PROBLEM DETAILS:
Convert the rows from the line containing "point_to finds the deck" through the line containing "pixel 167 414", both included, into a JSON list of strings with one string per line. Leave out any blank lines.

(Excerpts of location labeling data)
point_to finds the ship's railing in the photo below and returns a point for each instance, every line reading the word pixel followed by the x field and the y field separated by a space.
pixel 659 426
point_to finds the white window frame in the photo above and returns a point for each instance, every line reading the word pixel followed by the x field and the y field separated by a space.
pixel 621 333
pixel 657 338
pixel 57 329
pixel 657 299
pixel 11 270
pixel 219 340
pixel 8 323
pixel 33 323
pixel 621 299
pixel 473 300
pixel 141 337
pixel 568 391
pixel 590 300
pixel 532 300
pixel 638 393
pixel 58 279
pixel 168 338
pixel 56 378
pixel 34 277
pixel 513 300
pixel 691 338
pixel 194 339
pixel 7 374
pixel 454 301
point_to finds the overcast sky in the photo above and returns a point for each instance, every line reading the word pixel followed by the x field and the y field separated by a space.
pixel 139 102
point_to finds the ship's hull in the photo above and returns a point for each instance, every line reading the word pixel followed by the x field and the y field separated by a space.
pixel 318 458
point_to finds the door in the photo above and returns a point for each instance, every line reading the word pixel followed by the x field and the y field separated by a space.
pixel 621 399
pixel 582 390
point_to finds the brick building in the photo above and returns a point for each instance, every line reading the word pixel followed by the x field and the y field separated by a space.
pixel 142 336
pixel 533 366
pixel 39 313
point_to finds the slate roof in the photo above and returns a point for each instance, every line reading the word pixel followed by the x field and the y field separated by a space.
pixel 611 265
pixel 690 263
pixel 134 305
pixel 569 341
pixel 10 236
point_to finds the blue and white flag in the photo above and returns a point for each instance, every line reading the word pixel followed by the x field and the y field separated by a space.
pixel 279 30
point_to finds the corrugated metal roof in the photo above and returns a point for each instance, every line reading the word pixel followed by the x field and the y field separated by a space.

* * *

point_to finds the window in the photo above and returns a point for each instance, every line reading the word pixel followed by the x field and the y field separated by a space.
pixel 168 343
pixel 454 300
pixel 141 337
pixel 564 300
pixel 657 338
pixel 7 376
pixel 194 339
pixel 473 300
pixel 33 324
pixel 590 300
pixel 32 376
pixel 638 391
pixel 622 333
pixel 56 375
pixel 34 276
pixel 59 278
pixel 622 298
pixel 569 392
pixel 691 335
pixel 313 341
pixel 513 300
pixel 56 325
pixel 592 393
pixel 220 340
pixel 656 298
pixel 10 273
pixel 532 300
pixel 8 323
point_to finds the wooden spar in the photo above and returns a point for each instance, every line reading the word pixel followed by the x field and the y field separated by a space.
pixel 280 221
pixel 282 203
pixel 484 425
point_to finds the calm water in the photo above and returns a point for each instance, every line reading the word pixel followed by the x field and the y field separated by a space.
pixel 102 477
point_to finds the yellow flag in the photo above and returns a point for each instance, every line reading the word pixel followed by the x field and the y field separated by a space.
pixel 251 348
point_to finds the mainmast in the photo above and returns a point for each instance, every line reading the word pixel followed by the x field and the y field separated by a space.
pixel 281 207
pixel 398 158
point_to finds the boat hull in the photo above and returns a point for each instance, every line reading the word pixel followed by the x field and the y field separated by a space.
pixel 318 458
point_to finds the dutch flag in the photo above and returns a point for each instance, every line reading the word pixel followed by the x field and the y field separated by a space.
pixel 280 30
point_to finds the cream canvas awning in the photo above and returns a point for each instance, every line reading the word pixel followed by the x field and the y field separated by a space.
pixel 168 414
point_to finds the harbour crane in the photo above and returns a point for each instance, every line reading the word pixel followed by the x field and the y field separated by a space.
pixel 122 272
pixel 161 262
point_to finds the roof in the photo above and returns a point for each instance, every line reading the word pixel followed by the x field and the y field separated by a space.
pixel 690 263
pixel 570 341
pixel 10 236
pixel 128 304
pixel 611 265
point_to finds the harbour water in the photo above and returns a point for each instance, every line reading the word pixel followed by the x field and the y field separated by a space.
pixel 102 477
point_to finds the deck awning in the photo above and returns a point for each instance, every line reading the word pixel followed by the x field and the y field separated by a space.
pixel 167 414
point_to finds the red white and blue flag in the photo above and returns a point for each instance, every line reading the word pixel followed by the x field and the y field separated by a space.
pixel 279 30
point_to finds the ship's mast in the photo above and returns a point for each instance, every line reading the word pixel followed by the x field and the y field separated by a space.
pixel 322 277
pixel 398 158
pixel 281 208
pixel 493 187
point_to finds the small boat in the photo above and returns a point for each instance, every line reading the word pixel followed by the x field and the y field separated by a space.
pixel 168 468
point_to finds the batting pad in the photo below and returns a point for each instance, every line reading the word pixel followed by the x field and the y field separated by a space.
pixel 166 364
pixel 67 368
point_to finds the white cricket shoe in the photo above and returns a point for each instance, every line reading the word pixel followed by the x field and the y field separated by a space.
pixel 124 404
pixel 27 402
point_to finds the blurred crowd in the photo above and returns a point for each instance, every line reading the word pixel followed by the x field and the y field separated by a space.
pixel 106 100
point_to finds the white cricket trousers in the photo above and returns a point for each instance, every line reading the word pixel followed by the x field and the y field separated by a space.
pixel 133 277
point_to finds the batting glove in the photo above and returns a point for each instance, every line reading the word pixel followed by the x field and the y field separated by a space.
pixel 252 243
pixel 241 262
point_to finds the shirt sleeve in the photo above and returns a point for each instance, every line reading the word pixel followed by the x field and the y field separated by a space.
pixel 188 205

EXERCISE OUTPUT:
[
  "point_to finds the deck awning in the photo above and returns a point for each instance, every line reading the word pixel followed by the x field and the y field separated by a space.",
  "pixel 167 414"
]